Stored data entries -

[Start of section]

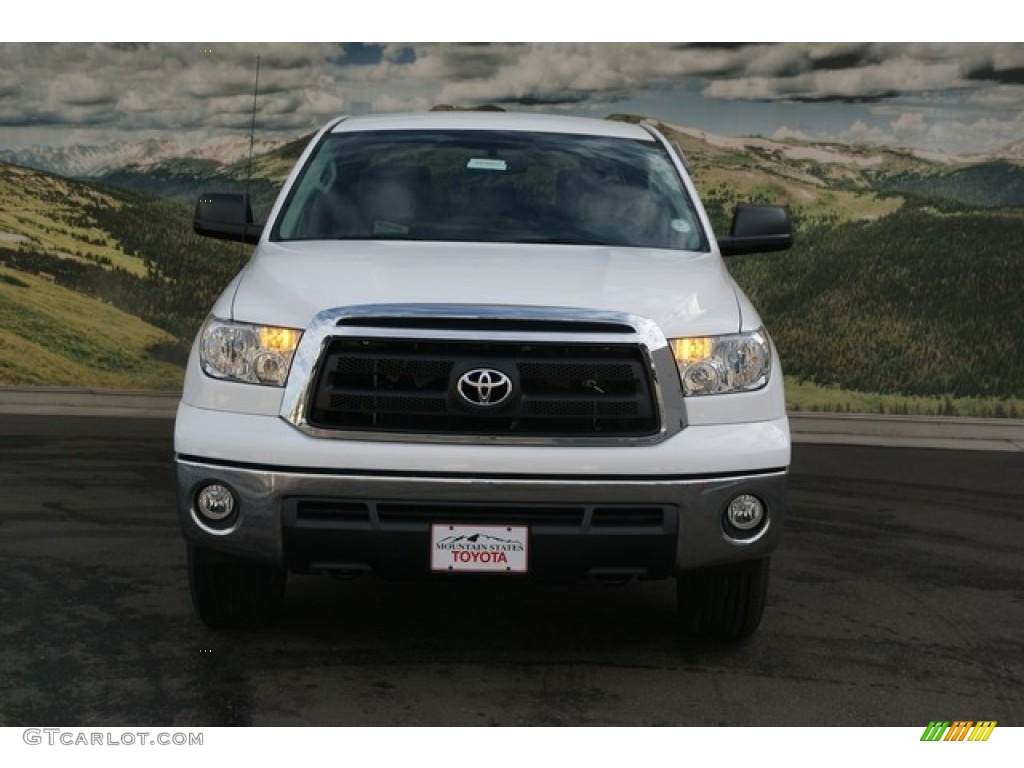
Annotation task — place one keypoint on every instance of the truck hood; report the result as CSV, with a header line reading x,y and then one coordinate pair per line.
x,y
288,284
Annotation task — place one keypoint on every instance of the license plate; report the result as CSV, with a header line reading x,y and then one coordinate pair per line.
x,y
479,549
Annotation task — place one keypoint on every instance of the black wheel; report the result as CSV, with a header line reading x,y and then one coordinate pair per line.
x,y
723,602
232,594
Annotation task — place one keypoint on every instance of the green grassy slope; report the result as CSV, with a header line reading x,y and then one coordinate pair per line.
x,y
51,335
100,287
903,280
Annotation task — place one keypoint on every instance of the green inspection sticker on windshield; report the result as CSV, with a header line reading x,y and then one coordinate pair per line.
x,y
486,164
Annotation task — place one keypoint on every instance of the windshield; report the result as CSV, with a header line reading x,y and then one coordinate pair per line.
x,y
491,186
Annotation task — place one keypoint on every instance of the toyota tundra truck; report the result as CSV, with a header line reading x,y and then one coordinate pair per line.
x,y
491,346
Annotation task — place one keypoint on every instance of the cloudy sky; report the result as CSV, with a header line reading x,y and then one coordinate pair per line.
x,y
955,98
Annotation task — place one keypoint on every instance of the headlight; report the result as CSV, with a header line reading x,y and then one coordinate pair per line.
x,y
717,365
238,351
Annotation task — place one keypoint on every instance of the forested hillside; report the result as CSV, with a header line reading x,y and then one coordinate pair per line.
x,y
924,301
115,248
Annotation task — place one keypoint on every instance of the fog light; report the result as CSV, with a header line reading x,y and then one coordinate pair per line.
x,y
215,503
744,513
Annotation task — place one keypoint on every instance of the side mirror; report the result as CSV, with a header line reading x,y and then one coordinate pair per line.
x,y
757,229
225,217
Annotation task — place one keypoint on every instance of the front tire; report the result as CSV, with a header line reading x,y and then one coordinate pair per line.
x,y
230,593
724,602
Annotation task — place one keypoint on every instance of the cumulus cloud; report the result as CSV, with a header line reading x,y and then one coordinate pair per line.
x,y
208,88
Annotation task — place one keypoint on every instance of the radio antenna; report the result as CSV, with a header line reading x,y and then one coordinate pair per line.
x,y
252,132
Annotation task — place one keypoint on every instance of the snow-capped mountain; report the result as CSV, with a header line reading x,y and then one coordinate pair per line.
x,y
83,161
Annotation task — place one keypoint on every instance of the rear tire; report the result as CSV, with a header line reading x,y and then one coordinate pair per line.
x,y
723,602
230,593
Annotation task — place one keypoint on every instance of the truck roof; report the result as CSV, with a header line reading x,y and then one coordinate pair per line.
x,y
491,121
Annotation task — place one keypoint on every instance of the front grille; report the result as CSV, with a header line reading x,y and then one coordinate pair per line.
x,y
329,513
410,385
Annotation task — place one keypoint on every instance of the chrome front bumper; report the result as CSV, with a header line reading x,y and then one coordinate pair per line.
x,y
269,527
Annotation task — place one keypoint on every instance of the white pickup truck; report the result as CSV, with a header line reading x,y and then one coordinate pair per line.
x,y
492,346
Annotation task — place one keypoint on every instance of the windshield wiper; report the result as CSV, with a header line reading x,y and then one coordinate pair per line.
x,y
541,240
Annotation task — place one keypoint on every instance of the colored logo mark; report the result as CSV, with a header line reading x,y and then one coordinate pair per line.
x,y
960,730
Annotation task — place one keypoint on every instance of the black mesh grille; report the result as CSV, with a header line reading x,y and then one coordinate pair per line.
x,y
411,385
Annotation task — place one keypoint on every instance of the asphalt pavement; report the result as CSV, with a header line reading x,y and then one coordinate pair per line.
x,y
896,598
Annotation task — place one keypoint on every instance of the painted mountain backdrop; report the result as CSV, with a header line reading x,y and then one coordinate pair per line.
x,y
900,295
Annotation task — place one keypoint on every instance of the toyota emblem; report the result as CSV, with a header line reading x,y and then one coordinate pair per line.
x,y
484,386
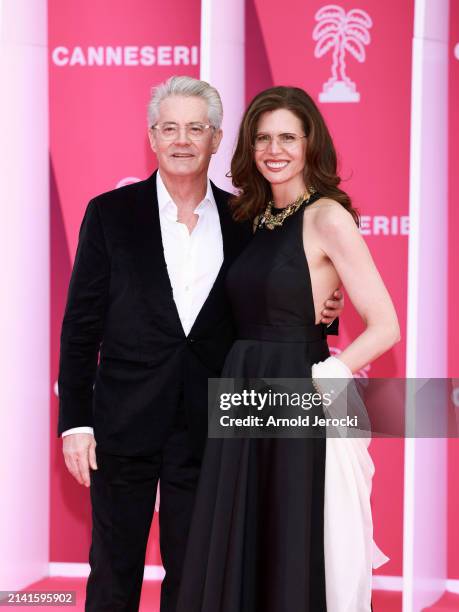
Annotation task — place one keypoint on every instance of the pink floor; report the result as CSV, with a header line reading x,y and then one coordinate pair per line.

[End of section]

HOW TO COMPLETE THIS TASK -
Every line above should be returned exactly; the pictures stay out.

SOLUTION -
Annotation task — place one keypoint on every instance of the truck hood; report the result as CSV, with a header line reading x,y and then one coordinate pair per line.
x,y
288,284
Annotation task — place one keypoint on every instance of the license plate; report the result as CSV, with a header line reading x,y and then one coordinate pair per line.
x,y
479,549
Annotation task — place one keypoint on every instance of the black wheel; report the result as CSV, with a header line reading x,y and then one coordinate pair per line.
x,y
723,602
232,594
Annotation task — place one keypoint on every instance of the green grassy slope; report the result as CSV, with a header line reading x,y and then one coordinate pair per line.
x,y
51,335
100,287
903,280
Annotation task — place one keypoint on every instance of the green inspection sticker on windshield; report the result as CSV, with a header line reading x,y and then one coordinate pair per line.
x,y
486,164
Annotation task — place one keypoint on every instance of the windshield; report the result as CSV, with a header line reading x,y and then one coordinate pair per line.
x,y
491,186
Annotation task — place one keypoint on every instance of the toyota tundra truck; report the result as CSV, with a header line reading x,y and then one coordinate pair per line.
x,y
491,346
Annotation task — place one keypoint on every instance of the cloudy sky; report the result as CSV, with a header line reading x,y and then one coordinate pair per line.
x,y
955,98
Annotation task — place one keypoint on every instance of the headlight; report the result as CSV, with a header line reading x,y and then one coordinate pair per line.
x,y
717,365
238,351
Annotation task — place one keypoint on every instance of the forested hillside; report the result as CSV, with a header line reading x,y and then one coordinate pair per line.
x,y
924,301
115,248
Annotation task — place one keypoint on every instance of the fog light; report the result as CSV, with a header line reading x,y and then one coordinate pair per line.
x,y
215,503
744,513
Annotation task — place one keypoint on every instance of the side mirror; report the result as CSV, with a header line reading x,y and then one coordinate pair per line.
x,y
757,229
225,217
Annotation task — place one keypoint on every instance of the front tire; report the result as CSV, with a header line reading x,y and then one coordinate pair per line.
x,y
230,593
724,602
Annotation task — place one keypoint on every instance of the cumulus cloud; report the result as CSV, with a header line reading x,y and then one coordinate pair per line.
x,y
208,88
Annotation task — place one keypoint on every instance of the radio antenna; report the result as CSV, with a header line reading x,y and then one coordinate pair per line.
x,y
252,132
Annotation task — place one keypoint on every instance of the snow-capped mountain; report the result as CSV, with a header line reading x,y and then one coordinate pair per line.
x,y
83,161
Annotation task — place one keypoint on every instance of the rear tire; report the result as CSV, with a header line reading x,y and then one coordinate pair per line.
x,y
723,602
230,593
Annotation task — place one keypoint on every instance of the truck roof; report the result as CSV, with a header line reading x,y and then one coordinate pair per line.
x,y
491,121
Annotation task — place one keypoint on every instance of the front grille; report the result as CSV, with a header line reading x,y and then one coordinate pair per line.
x,y
329,513
410,385
Annotation task — place one keypoint on every instance of the chrome front bumper; report the result as CSV, with a header line reading x,y and then one coordinate pair per line.
x,y
269,527
Annotation task — place one keypoint on every instance of the white pickup truck; report the result as CSV, with a header line reading x,y and then one coordinate pair per line.
x,y
492,346
Annotation task — place one keypoint on every instance of the windshield wiper; report the result as CSV, with a header line reading x,y and then one coordinate pair per line.
x,y
541,240
Annotation task — place one keypoint on every instance of the colored logo mark; report the result as CSV, with a header line reading x,y and then one coordinate pair per line.
x,y
960,730
Annotation task — place one keypoint on every instance of the black mesh grille; report the result as CSV, with a header line reading x,y and then one coordinate pair per line.
x,y
411,385
Annotation task — place one keypoint on every instance of the asphalt pavement; report the result as CSV, with a header line reading x,y and then one coordinate pair per line.
x,y
896,598
Annotation task — place one keypoint on every instance of the painted mountain backdrop; report the result as CSV, with a header line reading x,y and then one coordinate pair per line.
x,y
900,295
Annotation task — place one keypoint on every instance of the toyota emblem; report the result as CSV, with a header line reading x,y and then one coordinate pair per line.
x,y
484,386
Annotation task — place one keypoint on every instance of the pink floor; report the result as CSV, with a header line reading x,y and then one coordinate pair per line.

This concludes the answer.